:: Data entries ::
· · · · · · ·
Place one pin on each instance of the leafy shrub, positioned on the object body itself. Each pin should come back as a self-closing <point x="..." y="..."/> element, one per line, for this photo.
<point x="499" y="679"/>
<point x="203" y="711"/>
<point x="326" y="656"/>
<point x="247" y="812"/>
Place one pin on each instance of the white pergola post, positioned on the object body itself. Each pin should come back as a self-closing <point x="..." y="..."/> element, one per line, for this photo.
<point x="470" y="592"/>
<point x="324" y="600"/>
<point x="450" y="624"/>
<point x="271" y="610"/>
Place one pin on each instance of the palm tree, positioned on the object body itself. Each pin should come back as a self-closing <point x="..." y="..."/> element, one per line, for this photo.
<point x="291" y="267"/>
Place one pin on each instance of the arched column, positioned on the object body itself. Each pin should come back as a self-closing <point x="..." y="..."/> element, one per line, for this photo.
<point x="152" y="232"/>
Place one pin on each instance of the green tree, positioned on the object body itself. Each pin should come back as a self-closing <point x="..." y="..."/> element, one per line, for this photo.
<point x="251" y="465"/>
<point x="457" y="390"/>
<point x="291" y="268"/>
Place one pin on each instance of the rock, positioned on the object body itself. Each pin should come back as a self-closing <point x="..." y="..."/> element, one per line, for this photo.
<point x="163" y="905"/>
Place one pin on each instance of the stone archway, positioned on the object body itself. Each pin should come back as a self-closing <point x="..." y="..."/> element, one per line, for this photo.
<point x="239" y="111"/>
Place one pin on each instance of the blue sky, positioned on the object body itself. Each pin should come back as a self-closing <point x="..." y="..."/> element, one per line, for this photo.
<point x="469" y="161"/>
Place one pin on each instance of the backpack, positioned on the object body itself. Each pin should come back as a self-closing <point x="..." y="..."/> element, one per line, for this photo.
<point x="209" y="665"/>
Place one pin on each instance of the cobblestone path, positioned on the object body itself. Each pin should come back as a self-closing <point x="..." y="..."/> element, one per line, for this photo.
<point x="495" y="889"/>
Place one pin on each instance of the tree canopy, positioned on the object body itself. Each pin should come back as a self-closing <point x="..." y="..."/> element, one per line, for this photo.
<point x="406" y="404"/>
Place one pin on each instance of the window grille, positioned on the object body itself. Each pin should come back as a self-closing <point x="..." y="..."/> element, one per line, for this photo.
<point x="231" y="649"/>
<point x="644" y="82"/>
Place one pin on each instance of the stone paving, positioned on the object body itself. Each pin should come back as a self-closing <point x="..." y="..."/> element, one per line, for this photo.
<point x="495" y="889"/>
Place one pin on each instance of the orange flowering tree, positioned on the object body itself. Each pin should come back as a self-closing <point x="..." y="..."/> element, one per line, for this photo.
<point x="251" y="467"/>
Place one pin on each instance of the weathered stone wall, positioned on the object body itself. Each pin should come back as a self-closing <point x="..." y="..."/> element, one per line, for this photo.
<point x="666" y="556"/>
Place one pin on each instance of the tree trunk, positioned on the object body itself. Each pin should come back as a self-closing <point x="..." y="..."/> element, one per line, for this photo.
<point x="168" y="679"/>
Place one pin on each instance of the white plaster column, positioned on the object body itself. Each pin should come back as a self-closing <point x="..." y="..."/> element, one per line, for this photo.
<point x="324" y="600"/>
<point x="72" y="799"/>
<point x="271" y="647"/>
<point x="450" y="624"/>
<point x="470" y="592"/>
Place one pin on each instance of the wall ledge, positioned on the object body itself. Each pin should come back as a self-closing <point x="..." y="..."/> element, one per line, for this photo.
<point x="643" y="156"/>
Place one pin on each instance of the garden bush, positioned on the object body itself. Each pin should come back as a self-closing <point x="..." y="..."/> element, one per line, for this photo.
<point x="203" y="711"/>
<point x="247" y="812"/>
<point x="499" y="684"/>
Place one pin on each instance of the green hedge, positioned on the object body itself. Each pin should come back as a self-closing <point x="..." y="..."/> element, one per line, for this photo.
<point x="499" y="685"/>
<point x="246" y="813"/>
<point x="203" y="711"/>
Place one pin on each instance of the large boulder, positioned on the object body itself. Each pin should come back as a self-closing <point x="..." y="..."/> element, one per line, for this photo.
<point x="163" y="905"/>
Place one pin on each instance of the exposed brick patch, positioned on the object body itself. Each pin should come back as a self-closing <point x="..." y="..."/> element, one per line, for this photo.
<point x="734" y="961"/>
· · · · · · ·
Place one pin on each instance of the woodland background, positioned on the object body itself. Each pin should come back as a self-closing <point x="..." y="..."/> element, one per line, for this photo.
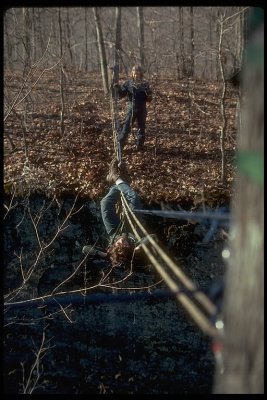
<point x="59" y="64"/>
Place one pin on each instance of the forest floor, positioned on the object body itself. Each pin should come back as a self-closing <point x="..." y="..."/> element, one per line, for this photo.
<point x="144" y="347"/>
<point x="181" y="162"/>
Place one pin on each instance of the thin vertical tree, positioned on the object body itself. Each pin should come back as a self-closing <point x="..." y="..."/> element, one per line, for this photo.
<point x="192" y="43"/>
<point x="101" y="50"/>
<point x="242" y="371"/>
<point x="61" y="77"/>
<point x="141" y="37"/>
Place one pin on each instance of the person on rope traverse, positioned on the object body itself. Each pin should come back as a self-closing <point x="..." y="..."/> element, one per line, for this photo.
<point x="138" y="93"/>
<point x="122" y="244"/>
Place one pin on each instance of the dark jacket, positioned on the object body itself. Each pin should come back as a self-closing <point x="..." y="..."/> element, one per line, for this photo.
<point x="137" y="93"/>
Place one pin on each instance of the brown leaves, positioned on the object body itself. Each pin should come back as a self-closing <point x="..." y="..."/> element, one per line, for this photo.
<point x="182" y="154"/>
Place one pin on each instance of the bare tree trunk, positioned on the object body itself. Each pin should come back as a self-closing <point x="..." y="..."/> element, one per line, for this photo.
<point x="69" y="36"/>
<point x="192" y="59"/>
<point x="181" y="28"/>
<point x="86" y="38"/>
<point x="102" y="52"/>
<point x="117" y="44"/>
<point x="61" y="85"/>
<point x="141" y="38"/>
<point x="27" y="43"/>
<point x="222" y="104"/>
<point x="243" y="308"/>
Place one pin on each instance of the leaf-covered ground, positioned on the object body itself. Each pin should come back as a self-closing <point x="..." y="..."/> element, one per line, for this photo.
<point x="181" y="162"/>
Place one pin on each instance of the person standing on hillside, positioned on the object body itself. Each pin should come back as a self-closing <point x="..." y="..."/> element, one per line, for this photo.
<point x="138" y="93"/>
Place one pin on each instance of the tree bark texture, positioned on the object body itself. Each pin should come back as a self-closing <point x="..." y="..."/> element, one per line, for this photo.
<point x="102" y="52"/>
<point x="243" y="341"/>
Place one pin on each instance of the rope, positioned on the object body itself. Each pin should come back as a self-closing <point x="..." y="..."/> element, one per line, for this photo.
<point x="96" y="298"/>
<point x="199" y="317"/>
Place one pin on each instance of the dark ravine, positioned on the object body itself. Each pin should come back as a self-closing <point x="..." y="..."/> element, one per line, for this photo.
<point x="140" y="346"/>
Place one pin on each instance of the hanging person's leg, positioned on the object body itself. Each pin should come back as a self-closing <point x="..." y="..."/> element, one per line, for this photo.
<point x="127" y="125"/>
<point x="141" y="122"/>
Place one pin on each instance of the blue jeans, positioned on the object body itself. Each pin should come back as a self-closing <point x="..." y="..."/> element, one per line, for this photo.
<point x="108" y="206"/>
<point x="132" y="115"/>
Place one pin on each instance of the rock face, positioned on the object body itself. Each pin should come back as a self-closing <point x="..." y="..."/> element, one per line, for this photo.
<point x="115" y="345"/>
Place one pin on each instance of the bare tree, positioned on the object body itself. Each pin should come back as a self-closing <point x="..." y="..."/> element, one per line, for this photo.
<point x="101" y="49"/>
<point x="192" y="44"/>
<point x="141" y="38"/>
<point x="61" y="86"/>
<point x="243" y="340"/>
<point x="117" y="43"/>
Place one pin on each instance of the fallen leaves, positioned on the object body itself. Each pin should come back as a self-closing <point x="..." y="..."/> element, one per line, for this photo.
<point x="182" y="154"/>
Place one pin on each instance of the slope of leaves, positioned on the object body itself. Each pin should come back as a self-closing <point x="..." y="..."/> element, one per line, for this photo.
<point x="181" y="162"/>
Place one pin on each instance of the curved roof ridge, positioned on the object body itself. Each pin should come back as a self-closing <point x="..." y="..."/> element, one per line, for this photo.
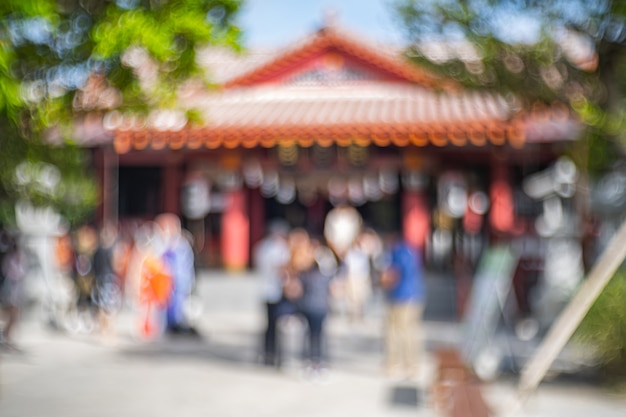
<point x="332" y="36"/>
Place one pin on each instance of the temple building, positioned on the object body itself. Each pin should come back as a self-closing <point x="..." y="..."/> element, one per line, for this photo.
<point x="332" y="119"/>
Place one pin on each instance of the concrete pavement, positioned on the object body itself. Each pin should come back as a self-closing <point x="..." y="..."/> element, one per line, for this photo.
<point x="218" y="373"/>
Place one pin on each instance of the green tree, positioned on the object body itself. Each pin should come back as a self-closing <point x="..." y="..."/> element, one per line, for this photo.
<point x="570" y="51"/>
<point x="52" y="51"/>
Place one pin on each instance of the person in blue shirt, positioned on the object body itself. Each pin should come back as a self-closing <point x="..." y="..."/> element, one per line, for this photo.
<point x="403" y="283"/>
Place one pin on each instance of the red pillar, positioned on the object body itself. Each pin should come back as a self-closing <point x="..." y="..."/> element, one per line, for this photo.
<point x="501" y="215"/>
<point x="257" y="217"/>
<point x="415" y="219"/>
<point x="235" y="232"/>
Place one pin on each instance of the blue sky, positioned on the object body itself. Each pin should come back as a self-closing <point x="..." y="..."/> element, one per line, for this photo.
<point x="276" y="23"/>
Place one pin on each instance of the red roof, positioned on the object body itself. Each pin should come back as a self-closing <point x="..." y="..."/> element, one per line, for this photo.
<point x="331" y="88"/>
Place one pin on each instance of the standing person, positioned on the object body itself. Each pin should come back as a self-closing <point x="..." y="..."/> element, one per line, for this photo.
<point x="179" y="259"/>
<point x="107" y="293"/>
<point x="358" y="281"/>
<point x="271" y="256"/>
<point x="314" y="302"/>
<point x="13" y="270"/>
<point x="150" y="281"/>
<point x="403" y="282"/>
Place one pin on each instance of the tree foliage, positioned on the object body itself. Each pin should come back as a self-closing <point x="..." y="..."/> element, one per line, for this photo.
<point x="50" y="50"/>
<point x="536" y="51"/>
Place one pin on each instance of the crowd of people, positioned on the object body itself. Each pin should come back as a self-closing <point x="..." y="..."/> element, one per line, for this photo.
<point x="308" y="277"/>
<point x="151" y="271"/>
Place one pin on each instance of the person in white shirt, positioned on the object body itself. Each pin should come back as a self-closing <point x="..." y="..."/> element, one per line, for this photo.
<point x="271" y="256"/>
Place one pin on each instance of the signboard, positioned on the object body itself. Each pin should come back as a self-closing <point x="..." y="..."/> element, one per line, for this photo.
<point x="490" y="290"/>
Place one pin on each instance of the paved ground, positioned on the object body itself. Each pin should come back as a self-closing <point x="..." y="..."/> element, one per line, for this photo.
· · · · · · ·
:: Exercise instructions ::
Gather every line of the material above that contains the string "dark", copying each one unchanged.

:: Final answer ::
Place one pin on each instance of the dark jacket, positioned on the object body itself. Each pin should come back as a self-closing <point x="..." y="..."/> element, one per line, for this photo.
Place one pin on each instance of the dark ravine, positioned on the object body itself. Each pin should come back as a self-closing <point x="..." y="..."/> element, one per line, for this photo.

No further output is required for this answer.